PROVIDED INFORMATION:

● ● ● ●

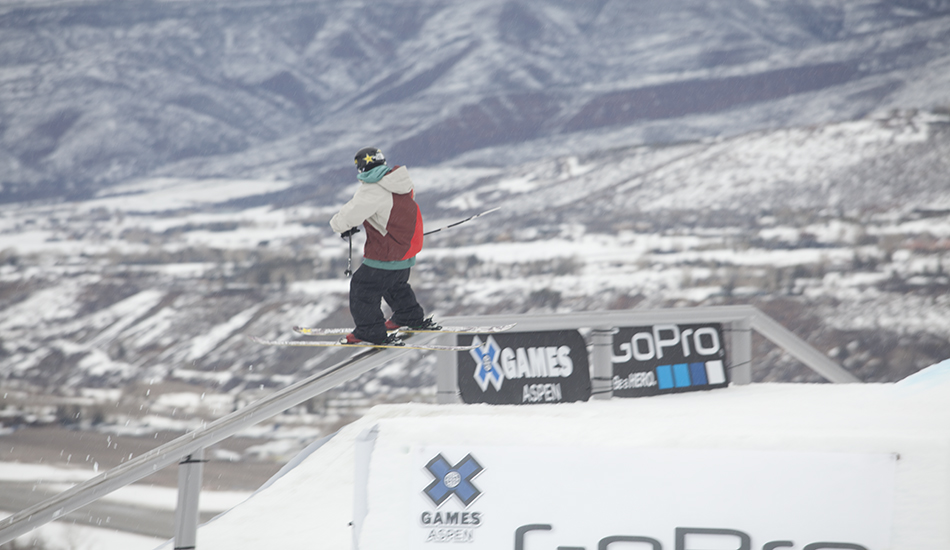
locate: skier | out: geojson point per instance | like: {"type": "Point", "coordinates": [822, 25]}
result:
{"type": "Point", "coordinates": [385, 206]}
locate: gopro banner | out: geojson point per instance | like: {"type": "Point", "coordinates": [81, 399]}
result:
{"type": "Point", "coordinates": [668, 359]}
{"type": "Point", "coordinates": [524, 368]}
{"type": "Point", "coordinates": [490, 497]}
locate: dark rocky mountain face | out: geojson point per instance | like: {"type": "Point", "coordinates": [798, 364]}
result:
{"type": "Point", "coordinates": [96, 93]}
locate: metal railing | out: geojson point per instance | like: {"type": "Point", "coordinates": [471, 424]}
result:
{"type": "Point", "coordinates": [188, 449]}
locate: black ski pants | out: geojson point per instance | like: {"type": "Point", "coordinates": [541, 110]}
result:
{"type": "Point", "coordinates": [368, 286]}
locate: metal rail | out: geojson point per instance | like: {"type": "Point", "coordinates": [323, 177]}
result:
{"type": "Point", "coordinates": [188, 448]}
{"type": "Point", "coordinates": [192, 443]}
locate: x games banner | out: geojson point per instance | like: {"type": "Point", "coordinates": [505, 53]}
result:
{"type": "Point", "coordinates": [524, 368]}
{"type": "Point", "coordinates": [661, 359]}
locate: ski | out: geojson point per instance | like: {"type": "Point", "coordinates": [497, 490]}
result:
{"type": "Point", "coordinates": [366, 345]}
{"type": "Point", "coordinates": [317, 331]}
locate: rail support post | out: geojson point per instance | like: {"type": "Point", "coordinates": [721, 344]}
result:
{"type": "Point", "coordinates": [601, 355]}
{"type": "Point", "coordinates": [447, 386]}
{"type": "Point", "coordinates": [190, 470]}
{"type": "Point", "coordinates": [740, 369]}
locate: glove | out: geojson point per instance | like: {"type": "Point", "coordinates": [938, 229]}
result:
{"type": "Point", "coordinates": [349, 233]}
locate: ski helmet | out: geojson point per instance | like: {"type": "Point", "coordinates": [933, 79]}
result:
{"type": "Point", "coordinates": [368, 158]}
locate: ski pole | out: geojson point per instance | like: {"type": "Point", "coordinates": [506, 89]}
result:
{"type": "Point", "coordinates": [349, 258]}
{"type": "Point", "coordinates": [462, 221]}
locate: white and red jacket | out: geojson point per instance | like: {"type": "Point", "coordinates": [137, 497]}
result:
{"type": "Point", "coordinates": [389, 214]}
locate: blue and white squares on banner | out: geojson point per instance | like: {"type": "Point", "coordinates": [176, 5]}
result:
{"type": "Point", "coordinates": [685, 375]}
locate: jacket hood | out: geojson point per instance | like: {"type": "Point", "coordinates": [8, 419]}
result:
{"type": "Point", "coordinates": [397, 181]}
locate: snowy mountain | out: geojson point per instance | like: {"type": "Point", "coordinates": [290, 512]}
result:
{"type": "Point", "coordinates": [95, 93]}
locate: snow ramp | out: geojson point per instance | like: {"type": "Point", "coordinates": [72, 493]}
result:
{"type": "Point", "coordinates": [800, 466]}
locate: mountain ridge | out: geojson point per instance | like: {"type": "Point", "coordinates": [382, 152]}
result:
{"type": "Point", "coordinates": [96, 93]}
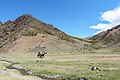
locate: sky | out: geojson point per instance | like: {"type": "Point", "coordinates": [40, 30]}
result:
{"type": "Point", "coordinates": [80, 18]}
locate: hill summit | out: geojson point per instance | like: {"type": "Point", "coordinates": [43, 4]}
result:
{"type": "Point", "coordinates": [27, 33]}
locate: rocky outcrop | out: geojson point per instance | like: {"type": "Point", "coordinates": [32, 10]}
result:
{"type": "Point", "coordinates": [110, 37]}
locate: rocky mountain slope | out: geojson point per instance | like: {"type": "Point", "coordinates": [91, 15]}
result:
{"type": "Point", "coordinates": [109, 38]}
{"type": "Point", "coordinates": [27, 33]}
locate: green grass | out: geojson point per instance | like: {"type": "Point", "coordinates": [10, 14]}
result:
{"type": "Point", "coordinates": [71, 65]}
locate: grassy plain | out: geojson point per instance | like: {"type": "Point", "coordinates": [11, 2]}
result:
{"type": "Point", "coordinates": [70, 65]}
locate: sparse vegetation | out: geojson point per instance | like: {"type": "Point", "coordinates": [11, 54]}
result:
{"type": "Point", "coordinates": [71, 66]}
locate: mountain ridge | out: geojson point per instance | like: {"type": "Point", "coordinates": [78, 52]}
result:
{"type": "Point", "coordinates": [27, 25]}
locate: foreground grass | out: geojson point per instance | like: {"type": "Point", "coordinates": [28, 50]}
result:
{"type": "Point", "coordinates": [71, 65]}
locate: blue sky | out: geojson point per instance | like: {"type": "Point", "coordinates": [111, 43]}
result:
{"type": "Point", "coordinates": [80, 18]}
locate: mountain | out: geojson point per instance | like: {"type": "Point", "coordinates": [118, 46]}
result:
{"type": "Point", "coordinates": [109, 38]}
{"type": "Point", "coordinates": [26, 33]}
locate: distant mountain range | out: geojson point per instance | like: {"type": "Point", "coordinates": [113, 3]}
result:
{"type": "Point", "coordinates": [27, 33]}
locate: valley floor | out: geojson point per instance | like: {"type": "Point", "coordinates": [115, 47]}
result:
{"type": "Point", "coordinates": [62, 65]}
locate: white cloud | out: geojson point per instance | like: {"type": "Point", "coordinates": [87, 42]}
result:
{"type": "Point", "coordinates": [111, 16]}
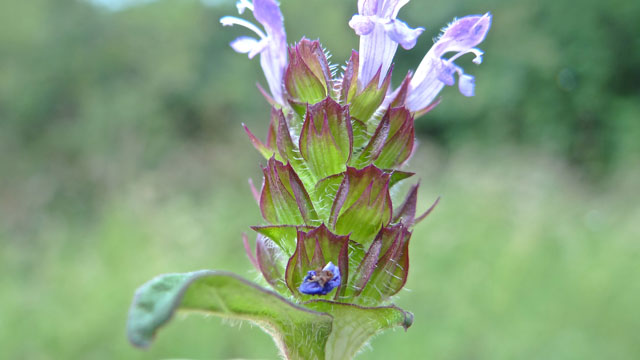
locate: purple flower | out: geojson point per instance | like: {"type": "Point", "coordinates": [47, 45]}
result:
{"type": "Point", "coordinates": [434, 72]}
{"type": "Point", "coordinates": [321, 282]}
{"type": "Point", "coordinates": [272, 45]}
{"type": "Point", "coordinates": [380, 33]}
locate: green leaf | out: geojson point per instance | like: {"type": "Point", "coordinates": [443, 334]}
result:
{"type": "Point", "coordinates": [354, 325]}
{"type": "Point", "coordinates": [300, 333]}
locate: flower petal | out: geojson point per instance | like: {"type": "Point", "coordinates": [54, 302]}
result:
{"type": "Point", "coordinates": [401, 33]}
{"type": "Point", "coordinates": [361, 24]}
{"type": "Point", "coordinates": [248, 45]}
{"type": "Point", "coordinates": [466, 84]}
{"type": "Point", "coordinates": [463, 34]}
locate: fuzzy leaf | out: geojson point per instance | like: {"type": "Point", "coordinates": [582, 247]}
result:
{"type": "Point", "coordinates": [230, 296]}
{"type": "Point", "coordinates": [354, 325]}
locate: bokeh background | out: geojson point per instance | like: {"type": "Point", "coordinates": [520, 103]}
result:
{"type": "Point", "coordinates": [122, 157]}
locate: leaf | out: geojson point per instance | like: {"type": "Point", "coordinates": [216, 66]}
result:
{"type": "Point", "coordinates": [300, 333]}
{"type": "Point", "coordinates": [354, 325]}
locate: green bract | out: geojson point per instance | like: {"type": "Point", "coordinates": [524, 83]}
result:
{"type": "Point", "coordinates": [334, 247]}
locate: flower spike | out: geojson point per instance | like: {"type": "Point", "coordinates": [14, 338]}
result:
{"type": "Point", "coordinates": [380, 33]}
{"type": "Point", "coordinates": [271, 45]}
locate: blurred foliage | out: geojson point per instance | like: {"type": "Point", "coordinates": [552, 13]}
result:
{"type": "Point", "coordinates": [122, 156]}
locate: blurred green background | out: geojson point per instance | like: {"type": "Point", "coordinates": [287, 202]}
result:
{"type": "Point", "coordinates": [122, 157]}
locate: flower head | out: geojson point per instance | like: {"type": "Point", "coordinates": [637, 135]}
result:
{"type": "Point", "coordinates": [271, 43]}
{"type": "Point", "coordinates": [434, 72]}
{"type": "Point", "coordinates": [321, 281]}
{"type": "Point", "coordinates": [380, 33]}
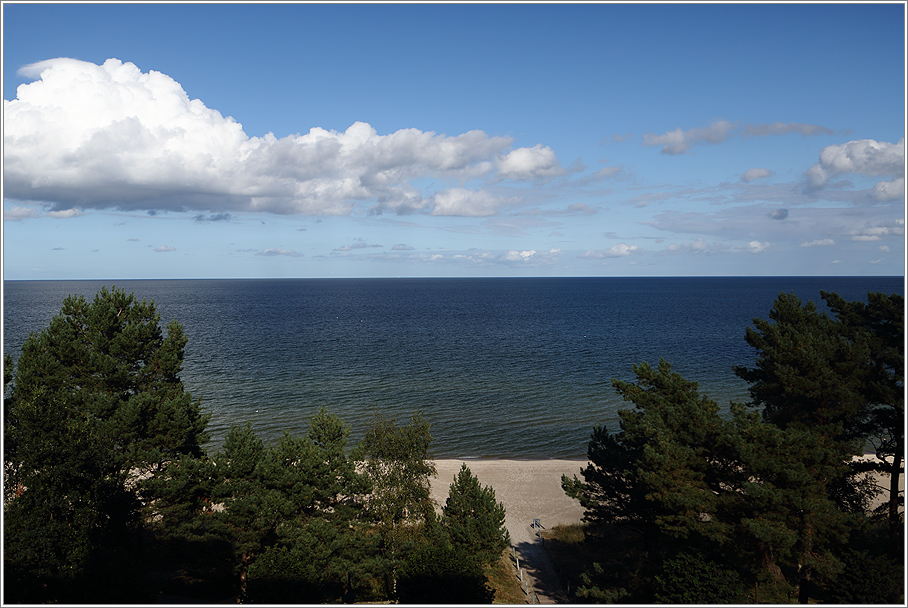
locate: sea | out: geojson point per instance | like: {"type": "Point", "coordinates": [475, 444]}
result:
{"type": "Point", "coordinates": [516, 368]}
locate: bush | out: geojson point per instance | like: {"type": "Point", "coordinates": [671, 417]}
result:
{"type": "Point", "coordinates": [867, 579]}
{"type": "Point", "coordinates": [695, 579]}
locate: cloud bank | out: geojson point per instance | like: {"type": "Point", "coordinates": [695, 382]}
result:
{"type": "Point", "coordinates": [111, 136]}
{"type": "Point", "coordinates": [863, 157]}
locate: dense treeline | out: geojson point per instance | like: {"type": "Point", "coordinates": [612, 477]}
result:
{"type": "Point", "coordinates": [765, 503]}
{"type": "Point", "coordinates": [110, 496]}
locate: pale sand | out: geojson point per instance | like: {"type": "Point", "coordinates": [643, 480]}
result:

● ● ● ●

DIRECTIONS: Copy down every line of the entries containing the word "jacket".

THE COMPLETED TASK:
locate: white and red jacket | out: geojson point per instance | like: {"type": "Point", "coordinates": [137, 497]}
locate: jacket hood | out: geojson point per instance | like: {"type": "Point", "coordinates": [8, 419]}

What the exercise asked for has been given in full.